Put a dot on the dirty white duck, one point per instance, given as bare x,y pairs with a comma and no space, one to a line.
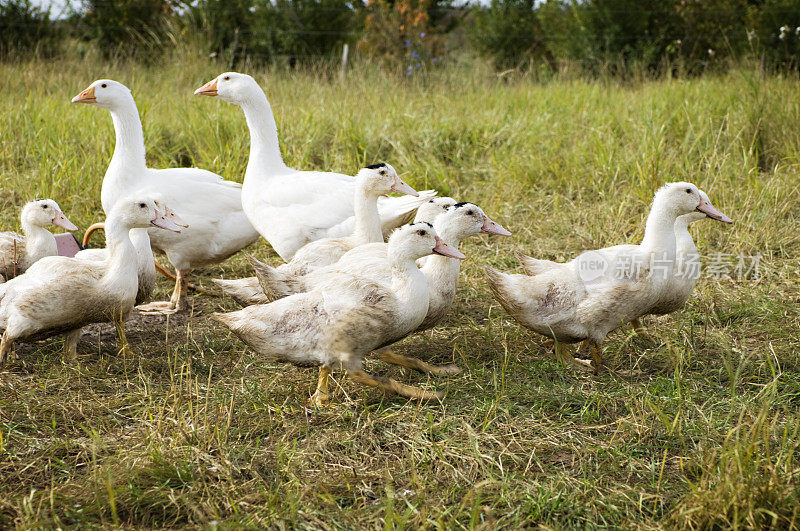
604,289
211,206
371,182
60,295
684,275
460,221
343,320
144,252
289,207
19,251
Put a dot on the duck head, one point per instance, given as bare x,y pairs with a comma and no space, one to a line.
428,211
105,93
381,179
142,213
417,240
683,198
45,212
467,219
232,87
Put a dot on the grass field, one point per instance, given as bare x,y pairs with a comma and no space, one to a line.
198,431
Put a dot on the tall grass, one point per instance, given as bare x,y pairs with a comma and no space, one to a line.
199,431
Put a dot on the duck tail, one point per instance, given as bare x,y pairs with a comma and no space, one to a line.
276,283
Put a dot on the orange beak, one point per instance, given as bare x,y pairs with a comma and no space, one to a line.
209,89
86,96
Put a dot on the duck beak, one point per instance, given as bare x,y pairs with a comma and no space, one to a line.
709,210
209,89
445,249
162,221
175,218
85,96
60,220
401,187
492,227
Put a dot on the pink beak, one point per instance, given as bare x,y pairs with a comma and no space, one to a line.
709,210
60,220
401,187
492,227
445,249
162,221
175,218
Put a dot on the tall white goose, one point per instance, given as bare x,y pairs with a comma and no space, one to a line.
290,207
348,317
606,288
60,295
19,252
211,206
371,183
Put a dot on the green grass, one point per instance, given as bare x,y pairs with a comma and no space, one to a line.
198,430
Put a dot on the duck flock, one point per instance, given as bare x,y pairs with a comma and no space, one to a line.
363,270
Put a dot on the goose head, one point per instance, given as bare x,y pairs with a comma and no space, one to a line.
232,87
467,219
141,214
685,198
45,212
381,179
428,211
105,93
416,240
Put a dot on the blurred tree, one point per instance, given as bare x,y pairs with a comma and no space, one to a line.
407,32
26,28
509,31
127,27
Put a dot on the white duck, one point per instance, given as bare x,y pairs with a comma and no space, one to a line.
684,275
59,295
17,252
460,221
144,252
289,207
371,183
348,317
603,289
217,226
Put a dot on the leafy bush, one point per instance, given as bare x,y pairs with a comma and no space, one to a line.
25,28
510,32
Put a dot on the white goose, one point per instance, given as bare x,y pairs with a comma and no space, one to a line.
59,295
371,182
217,226
603,289
348,317
17,252
289,207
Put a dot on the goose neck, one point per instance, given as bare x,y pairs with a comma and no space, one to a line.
129,154
265,152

__Description of the task__.
Omit the pictures and restate the rest of the records verbatim.

__Exercise solution__.
Put a dot on the dirty white duck, one point per instance, given as bare x,y pairs with a comma and no space, one to a line.
604,289
211,206
371,182
60,295
684,275
460,221
343,320
144,252
289,207
19,251
Put a dot on the duck head, one point per instance, given as bare x,y pairs with a comma and no space, one to a line.
428,211
105,93
381,179
142,213
417,240
683,198
45,212
467,219
232,87
Put a dot on the grass field, one point per instance, given as bare x,y pairs with a comma and no space, one to a line.
198,431
Put a dot on the tall grass, one point per instance, given as bare x,y pairs with a comma and no space, one to a line.
199,431
Put a dot on the duck tail, one point per instance, given as bare x,y pairs with a comma and no space, one to a line.
276,283
Put a dot on the orange beak, one point per instance, given as bare x,y pairs with a comma and no space, one to a line.
209,89
86,96
Put a dot on the duck beak, one point per instance, given as bare x,y pairs with a comma and no space, one to a line.
709,210
209,89
445,249
162,221
175,218
85,96
60,220
401,187
492,227
Put a dot on the pink beak, one point per instance, given as bare x,y pairs with a comma and no space, one to a line.
709,210
60,220
401,187
492,227
445,249
162,221
175,218
Put a dot on the tall white goose, one point per instance, given as bare x,y pairs with a comma and no space, one to a line.
290,207
348,317
606,288
60,295
19,252
211,206
371,183
Put a dot on the green grass, one point per instance, given as bare x,y pairs with a comma and no space, one to a line.
198,430
Put a dot on the duck flock, one point per instance, given as bare x,y pairs with a comma and no space, one to a line.
363,270
Put a dot on the goose head, one point per instance, given as bare x,y pairs with a comma and no space, one to a line.
232,87
467,219
141,214
685,198
45,212
381,179
428,211
105,93
416,240
Put a dot on the blurred tree, one point per instance, given as bare x,y pairs with a comma and no space, one to a line.
407,32
26,28
509,31
127,27
Put a dot on the white duck, one point per instance, given as bare x,y pairs with a comma and no space, one to a line.
684,275
59,295
17,252
460,221
144,252
289,207
371,183
348,317
603,289
217,226
Put a dot on the leafy bush, one point per instance, given as bare x,y pairs with a comma and no space, one to a line.
25,28
510,32
Put a dot on the white goose, one point per instance, given as bare x,y pairs with a comma and no space, one to a line.
59,295
371,182
217,226
603,289
348,317
17,252
289,207
Put a dot on the goose neck, one point per instance, given as bare x,y pairs with a comma and no space, one to a line.
129,154
265,152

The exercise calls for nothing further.